INPUT MATERIAL>
——————
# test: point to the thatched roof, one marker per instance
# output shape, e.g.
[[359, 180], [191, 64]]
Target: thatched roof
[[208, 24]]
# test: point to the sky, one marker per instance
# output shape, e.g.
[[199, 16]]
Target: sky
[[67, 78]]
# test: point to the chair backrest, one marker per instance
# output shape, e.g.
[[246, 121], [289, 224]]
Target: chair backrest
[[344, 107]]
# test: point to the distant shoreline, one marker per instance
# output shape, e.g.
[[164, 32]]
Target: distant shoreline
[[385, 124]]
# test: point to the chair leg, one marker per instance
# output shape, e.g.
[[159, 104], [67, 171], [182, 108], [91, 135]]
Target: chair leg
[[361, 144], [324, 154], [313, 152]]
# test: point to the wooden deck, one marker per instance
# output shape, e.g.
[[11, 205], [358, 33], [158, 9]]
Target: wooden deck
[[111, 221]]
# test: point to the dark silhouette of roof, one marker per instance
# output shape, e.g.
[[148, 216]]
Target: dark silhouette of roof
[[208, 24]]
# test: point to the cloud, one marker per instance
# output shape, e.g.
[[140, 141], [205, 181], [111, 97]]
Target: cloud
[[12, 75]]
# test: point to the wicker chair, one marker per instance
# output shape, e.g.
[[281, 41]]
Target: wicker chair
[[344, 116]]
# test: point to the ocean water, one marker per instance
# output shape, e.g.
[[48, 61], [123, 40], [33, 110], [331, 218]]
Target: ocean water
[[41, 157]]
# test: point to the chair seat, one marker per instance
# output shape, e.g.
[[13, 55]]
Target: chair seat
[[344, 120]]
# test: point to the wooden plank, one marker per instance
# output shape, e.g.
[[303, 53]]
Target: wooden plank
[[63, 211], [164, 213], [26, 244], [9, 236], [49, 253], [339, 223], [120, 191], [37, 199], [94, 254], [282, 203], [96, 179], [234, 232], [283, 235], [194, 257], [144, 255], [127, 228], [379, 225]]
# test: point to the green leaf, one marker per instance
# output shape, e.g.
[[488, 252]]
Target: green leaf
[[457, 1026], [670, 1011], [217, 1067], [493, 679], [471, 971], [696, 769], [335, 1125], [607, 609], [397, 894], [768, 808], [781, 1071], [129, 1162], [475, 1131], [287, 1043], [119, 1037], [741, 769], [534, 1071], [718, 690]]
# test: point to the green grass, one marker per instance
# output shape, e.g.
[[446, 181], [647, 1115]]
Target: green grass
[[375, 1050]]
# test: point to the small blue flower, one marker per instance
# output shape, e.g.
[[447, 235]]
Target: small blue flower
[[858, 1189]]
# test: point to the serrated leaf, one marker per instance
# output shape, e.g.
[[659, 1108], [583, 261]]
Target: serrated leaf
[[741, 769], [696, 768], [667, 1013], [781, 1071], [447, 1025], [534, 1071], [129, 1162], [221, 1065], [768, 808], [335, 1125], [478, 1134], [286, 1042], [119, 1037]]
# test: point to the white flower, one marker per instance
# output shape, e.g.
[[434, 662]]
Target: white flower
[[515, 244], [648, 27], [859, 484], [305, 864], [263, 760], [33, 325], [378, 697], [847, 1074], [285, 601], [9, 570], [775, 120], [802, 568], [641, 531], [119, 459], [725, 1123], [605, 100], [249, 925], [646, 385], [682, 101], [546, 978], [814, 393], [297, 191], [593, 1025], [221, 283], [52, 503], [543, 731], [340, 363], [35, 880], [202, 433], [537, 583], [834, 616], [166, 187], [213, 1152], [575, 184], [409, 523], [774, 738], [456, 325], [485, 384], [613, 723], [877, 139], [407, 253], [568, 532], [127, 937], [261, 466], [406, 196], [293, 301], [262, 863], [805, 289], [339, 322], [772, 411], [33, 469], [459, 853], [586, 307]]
——————
Quote all of the rows above verbatim, from the first line to the last, changing nothing.

COMPLETE RESPONSE>
# test: point to the thatched roof, one marker per instance
# output shape, e.g.
[[359, 180], [191, 64]]
Target: thatched roof
[[208, 24]]
# test: point to the sky, one marker per instance
# output shape, e.g.
[[199, 16]]
Target: sky
[[67, 78]]
# test: point to the chair backrest, one marker per instance
# output shape, e.g.
[[246, 121], [289, 224]]
Target: chair backrest
[[344, 107]]
# test: point to the distant shoreline, one marker per instance
# output shape, e.g.
[[164, 32]]
Target: distant shoreline
[[385, 124]]
# test: point to the chair leg, one marker per instance
# output shape, e.g.
[[159, 104], [67, 171], [182, 108], [91, 135]]
Target: chair leg
[[361, 144], [324, 154], [313, 152]]
# test: point to the wooden deck, one marker per instance
# output shape, e.g.
[[11, 205], [358, 33], [158, 9]]
Target: wooden deck
[[111, 221]]
# test: point to the dark silhouette of roof, one marker per instance
# output shape, e.g.
[[148, 216]]
Target: dark silhouette of roof
[[208, 24]]
# test: point to the cloud, one marker per instance
# output shape, e.g.
[[140, 141], [205, 181], [111, 97]]
Target: cloud
[[12, 75]]
# test: point to the wicker chair, one marker per instance
# output shape, e.g.
[[281, 41]]
Target: wicker chair
[[344, 116]]
# test: point to the ocean water, one marker per instance
# output shape, e.g.
[[48, 61], [123, 40], [33, 110], [331, 218]]
Target: ocean water
[[41, 157]]
# test: point to the chair seat, one marker per instance
# output shape, e.g.
[[13, 55]]
Target: chair seat
[[344, 120]]
# test: point to the wooden plank, one marker per instance
# output shape, e.g.
[[303, 53]]
Target: wooden plank
[[63, 211], [164, 213], [26, 244], [9, 236], [49, 253], [339, 223], [120, 191], [37, 199], [94, 254], [282, 203], [96, 179], [234, 232], [283, 235], [194, 257], [144, 255], [127, 228], [379, 225]]
# test: point to the green leaf, one marker per instance
# output shape, e.g.
[[488, 252]]
Target: green leaf
[[457, 1026], [670, 1011], [217, 1067], [493, 679], [471, 971], [696, 769], [335, 1125], [607, 609], [397, 894], [768, 808], [781, 1071], [129, 1162], [475, 1131], [287, 1043], [119, 1037], [741, 769], [534, 1071], [718, 690]]
# test: point to the green grass, one marker per instance
# output shape, e.g.
[[446, 181], [647, 1115]]
Target: green grass
[[375, 1050]]
# test: point to the small blue flower, one marker per instance
# output shape, e.g.
[[447, 235]]
Target: small blue flower
[[858, 1189]]
# test: point to the serrated leaf, one marker per instance
# output shape, e.g.
[[659, 1108], [583, 261]]
Target: serrated leaf
[[741, 769], [696, 768], [667, 1013], [781, 1071], [447, 1025], [534, 1071], [129, 1162], [221, 1065], [768, 808], [335, 1125], [478, 1134], [286, 1042], [119, 1037]]
# test: point to the white flower, one marker per instance
# output shape, e.g.
[[434, 662]]
Target: white flower
[[515, 244], [648, 27], [859, 484], [305, 864], [263, 760], [33, 325], [378, 697], [847, 1074], [285, 601], [9, 570], [775, 120], [802, 568], [641, 531], [119, 459], [725, 1123], [605, 100], [249, 925], [646, 385], [682, 101], [546, 978], [814, 393], [297, 191], [593, 1025], [221, 283], [52, 503], [543, 731], [340, 363], [35, 880], [202, 433], [537, 583], [834, 616], [166, 187], [213, 1152], [575, 184], [409, 523], [774, 738], [456, 325], [485, 384], [613, 723], [877, 139], [407, 253], [568, 532], [127, 937], [261, 466], [406, 196], [293, 301], [262, 863], [805, 289], [339, 322], [772, 411], [33, 469], [459, 853], [586, 307]]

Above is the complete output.